**Extracted text**
+++
Limits and colimits of sheaves

Limits

We prove that the forgetful functor from Sheaf J D to presheaves creates limits. If the target category D has limits (of a certain shape), this then implies that Sheaf J D has limits of the same shape and that the forgetful functor preserves these limits.

Colimits

Given a diagram F : K ⥤ Sheaf J D of sheaves, and a colimit cocone on the level of presheaves, we show that the cocone obtained by sheafifying the cocone point is a colimit cocone of sheaves.

This allows us to show that Sheaf J D has colimits (of a certain shape) as soon as D does.

def CategoryTheory.Sheaf.multiforkEvaluationCone {C : Type u} [Category.{v, u} C] {J : GrothendieckTopology C} {D : Type w} [Category.{w', w} D] {K : Type z} [Category.{z', z} K] (F : Functor K (Sheaf J D)) (E : Limits.Cone (F.comp (sheafToPresheaf J D))) (X : C) (W : J.Cover X) (S : Limits.Multifork (W.index E.pt)) : Limits.Cone (F.comp ((sheafToPresheaf J D).comp ((evaluation Cᵒᵖ D).obj (Opposite.op X))))

An auxiliary definition to be used below.

Whenever E is a cone of shape K of sheaves, and S is the multifork associated to a covering W of an object X, with respect to the cone point E.X, this provides a cone of shape K of objects in D, with cone point S.X.

See isLimitMultiforkOfIsLimit for more on how this definition is used.

Equations

• One or more equations did not get rendered due to their size.
+++
**Records to process**
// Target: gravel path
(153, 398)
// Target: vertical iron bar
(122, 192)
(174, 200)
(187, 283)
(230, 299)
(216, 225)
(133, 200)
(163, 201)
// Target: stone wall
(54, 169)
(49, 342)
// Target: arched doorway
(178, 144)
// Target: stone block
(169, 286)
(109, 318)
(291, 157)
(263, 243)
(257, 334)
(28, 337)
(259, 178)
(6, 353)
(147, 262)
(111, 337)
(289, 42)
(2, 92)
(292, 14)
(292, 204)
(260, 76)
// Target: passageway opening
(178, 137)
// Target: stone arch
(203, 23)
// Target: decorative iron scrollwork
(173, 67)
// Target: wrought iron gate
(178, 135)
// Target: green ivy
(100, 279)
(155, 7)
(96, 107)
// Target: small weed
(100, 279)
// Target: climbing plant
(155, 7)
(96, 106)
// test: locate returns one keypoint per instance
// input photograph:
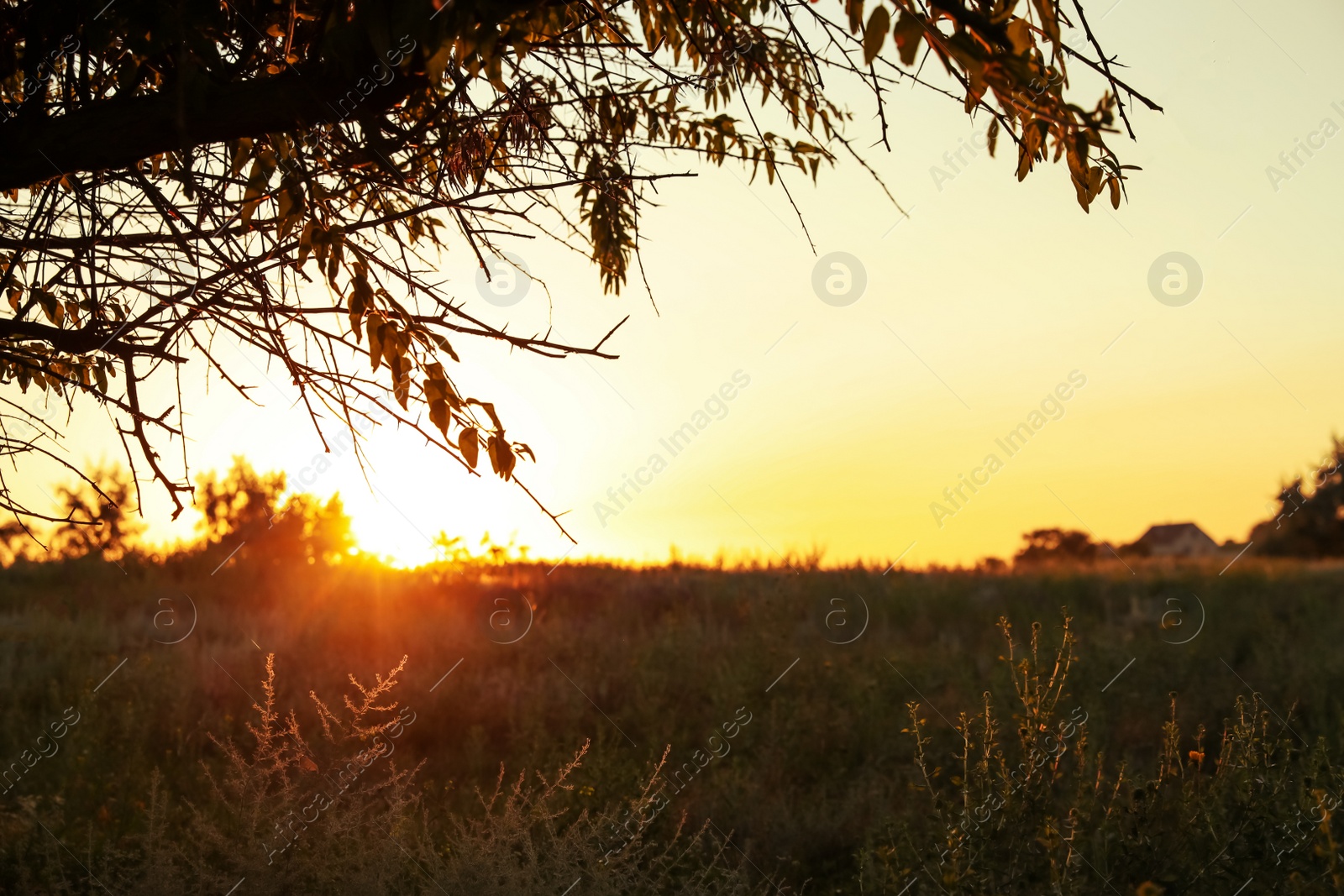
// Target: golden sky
+++
**Instructions**
**A)** Give the lines of the records as a JSON list of strings, one string per line and no blank lines, starting with the line containing "Target: small weed" and going on through the last line of the records. Leave the pictures out of the list.
**B)** Take the text on limits and colimits of sheaves further, starting from where it stops.

**Exercise responses**
**A)**
[
  "// Target: small weed",
  "(100, 279)",
  "// Target: climbing plant",
  "(155, 7)",
  "(96, 106)",
  "// test: locate returns one keypoint per instance",
  "// input photograph:",
  "// Target: golden sky"
]

**B)**
def CategoryTheory.Sheaf.isLimitMultiforkOfIsLimit {C : Type u} [Category.{v, u} C] {J : GrothendieckTopology C} {D : Type w} [Category.{w', w} D] {K : Type z} [Category.{z', z} K] [Limits.HasLimitsOfShape K D] (F : Functor K (Sheaf J D)) (E : Limits.Cone (F.comp (sheafToPresheaf J D))) (hE : Limits.IsLimit E) (X : C) (W : J.Cover X) : Limits.IsLimit (W.multifork E.pt)

If E is a cone of shape K of sheaves, which is a limit on the level of presheaves, this definition shows that the limit presheaf satisfies the multifork variant of the sheaf condition, at a given covering W.

This is used below in isSheaf_of_isLimit to show that the limit presheaf is indeed a sheaf.

Equations

• One or more equations did not get rendered due to their size.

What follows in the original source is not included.